*Texte source:*
•••••
Au quartier Lazaret, sont isolés les fous et les lépreux…

On voit les siens mourir, mais on reste impuissant face au fléau. La peste est foudroyante. Pire, toute tentative de secours était vaine, suicidaire. Devant l’ampleur du péril, les autorités coloniales brûlent les quartiers infestés. En ville comme en zone rurale. Les malheureux occupants n’emportent que le strict nécessaire. Juste un matelas et quelques effets personnels. Les hardes et autres vétilles sont incinérées. Les concessions suspectées sont circonscrites et assiégées par des infirmiers de circonstance. Des barricades sont dressées. Personne n’entre ni ne sort sans contrôle. C’est la panique générale. Comme la population, l’autorité coloniale croit vivre sa dernière heure.

Face à cette traînée meurtrière, un camp de fortune, autant dire un mouroir, est dressé à la direction des Travaux publics, devenue aujourd’hui l’état-major d’une légion de gendarmerie. Le quartier Lazaret est né : c’est là-bas que sont isolés les lépreux et les aliénés.
•••••
*Extrait de données:*
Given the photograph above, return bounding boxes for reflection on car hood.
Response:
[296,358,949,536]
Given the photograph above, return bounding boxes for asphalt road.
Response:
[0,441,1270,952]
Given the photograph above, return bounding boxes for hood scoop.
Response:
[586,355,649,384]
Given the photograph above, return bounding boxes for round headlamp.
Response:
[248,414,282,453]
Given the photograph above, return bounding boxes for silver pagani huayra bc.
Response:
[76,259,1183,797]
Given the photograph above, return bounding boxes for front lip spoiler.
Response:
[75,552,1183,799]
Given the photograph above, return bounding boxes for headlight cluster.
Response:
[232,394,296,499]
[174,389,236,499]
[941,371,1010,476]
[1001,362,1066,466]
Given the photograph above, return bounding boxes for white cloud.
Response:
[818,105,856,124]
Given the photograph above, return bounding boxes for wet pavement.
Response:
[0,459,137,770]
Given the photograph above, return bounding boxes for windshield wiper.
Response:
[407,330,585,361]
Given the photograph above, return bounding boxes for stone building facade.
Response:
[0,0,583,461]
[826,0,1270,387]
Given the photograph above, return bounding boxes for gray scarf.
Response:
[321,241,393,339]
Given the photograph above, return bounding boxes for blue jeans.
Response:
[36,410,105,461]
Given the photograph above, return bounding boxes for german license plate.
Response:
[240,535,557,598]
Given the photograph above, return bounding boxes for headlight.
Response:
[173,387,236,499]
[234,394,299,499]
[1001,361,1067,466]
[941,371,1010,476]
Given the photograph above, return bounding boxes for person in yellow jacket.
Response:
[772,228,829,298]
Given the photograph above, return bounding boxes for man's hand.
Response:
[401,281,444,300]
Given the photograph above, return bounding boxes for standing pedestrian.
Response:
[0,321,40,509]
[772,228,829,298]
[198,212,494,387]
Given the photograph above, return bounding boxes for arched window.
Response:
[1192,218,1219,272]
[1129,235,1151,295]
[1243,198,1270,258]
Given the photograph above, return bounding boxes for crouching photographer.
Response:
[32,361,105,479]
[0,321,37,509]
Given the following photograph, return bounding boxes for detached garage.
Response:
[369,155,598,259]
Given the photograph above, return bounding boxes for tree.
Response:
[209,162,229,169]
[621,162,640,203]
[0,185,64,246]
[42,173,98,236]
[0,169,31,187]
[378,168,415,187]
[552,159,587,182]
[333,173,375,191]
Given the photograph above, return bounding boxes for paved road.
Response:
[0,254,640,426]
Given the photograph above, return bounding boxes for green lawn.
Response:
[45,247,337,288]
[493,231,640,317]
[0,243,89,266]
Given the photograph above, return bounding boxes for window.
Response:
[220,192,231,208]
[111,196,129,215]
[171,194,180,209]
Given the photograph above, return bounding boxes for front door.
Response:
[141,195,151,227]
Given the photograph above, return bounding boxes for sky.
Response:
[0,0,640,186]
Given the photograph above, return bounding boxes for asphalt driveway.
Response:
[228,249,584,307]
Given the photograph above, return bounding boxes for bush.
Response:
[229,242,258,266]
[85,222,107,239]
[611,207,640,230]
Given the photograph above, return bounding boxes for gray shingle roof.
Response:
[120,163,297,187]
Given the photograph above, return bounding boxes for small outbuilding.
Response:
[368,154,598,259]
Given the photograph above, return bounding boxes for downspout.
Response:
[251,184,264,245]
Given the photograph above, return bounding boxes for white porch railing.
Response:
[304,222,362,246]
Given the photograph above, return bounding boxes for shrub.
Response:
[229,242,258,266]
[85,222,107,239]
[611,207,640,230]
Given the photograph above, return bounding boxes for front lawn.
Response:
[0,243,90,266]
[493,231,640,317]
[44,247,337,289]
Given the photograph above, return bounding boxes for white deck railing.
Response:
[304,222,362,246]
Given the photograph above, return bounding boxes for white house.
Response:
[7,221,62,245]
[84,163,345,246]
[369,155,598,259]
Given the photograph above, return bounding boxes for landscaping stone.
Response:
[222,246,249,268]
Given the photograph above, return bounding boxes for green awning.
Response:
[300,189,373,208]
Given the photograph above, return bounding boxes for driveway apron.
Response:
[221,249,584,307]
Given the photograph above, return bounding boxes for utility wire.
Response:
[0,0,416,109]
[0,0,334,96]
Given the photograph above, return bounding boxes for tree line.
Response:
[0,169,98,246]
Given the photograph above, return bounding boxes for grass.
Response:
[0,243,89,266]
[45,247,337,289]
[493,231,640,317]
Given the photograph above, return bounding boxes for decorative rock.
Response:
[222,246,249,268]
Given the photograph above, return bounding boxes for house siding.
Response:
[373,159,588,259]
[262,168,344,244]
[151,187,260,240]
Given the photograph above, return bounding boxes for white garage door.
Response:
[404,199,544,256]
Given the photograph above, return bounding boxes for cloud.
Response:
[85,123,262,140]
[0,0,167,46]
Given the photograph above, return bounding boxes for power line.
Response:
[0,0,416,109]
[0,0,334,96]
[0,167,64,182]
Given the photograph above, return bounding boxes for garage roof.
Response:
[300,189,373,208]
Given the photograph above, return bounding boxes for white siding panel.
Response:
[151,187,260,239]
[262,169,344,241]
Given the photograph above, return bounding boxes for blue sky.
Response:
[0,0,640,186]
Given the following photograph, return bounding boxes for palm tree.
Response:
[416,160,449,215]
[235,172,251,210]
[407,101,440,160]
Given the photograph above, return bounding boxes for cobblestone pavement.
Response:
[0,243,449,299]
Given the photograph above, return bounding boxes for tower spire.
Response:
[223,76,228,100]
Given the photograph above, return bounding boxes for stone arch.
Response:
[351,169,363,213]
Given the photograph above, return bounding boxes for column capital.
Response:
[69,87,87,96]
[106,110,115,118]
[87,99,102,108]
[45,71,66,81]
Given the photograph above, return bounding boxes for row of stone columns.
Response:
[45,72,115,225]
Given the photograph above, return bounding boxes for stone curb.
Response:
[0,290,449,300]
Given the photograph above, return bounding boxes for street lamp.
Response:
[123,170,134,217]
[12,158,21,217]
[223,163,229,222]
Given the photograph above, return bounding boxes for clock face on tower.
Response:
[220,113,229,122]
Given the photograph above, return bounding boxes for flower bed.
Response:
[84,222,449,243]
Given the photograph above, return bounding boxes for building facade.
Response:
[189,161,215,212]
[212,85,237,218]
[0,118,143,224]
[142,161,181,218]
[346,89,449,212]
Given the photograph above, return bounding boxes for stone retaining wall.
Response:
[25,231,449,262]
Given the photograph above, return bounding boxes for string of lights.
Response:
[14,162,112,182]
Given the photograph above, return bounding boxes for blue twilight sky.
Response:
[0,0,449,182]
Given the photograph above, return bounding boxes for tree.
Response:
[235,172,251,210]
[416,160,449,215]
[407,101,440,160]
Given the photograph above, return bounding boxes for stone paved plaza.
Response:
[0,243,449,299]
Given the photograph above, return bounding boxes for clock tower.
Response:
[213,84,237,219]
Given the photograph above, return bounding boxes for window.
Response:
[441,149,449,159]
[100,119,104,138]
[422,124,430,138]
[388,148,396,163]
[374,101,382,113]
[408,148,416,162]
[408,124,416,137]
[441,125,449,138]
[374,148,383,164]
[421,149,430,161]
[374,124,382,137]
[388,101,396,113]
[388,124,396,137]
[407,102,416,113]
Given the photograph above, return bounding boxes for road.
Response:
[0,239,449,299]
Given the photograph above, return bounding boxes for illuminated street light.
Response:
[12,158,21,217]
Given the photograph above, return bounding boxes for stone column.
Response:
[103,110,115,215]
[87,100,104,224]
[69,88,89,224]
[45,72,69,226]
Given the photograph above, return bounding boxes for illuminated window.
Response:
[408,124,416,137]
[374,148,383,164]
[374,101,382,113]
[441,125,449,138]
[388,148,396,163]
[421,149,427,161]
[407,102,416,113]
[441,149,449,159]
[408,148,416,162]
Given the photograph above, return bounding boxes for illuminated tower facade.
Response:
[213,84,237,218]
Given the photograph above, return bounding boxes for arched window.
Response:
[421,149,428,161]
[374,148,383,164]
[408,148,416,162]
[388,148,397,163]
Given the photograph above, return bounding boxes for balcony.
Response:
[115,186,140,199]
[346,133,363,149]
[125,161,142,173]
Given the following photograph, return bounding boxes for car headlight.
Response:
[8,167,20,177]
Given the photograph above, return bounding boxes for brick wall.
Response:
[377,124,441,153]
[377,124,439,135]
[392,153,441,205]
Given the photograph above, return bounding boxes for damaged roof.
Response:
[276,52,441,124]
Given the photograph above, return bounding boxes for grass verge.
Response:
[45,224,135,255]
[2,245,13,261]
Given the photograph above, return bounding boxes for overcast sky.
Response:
•••••
*Consigne 1:* Dans le texte sur la peste, reprenez la partie qui s'ouvre sur les mots « Face à cette » et se ferme sur « et les aliénés. », en substituant « camp provisoire » à « camp de fortune ».
*Consigne 2:* Poursuivez le texte sur la peste après sa dernière phrase.

*Réponse 1:*
Face à cette traînée meurtrière, un camp provisoire, autant dire un mouroir, est dressé à la direction des Travaux publics, devenue aujourd’hui l’état-major d’une légion de gendarmerie. Le quartier Lazaret est né : c’est là-bas que sont isolés les lépreux et les aliénés.

*Réponse 2:*
Ils sont déplacés plus loin dans ce périmètre. Les pestiférés ont le droit d’asile. Les malades et les agonisants viennent par centaines. Les morts sont jetés dans des fosses communes à défaut d’être incinérés. A l’extérieur du camp, un puits sert de charnier. Les victimes sont basculées par-dessus la margelle. Malgré les secours et les soins, la peste continue à faire des ravages. Rien ne peut rompre la chaîne de contamination. En ce moment, l’ex-Aof ne compte pas beaucoup de médecins, encore moins d’infirmiers. La plupart s’exile en France. La Croix-Rouge n’est pas encore implantée.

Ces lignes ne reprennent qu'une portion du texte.